Please copy the records below word for word, leaving out the pictures.

::: EXTRACTED ENTRIES :::

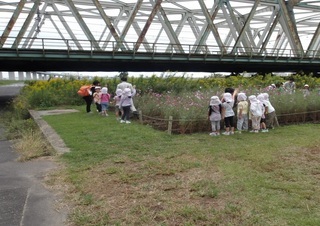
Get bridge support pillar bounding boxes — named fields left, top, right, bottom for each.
left=18, top=71, right=24, bottom=80
left=0, top=72, right=2, bottom=80
left=26, top=72, right=31, bottom=80
left=9, top=71, right=15, bottom=80
left=32, top=72, right=38, bottom=80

:::

> _RESPONSE TO THE EXERCISE_
Get bridge support pillar bounding boxes — named fields left, top, right, bottom for each.
left=18, top=71, right=24, bottom=80
left=0, top=72, right=2, bottom=80
left=26, top=72, right=31, bottom=80
left=9, top=71, right=15, bottom=80
left=32, top=72, right=38, bottom=80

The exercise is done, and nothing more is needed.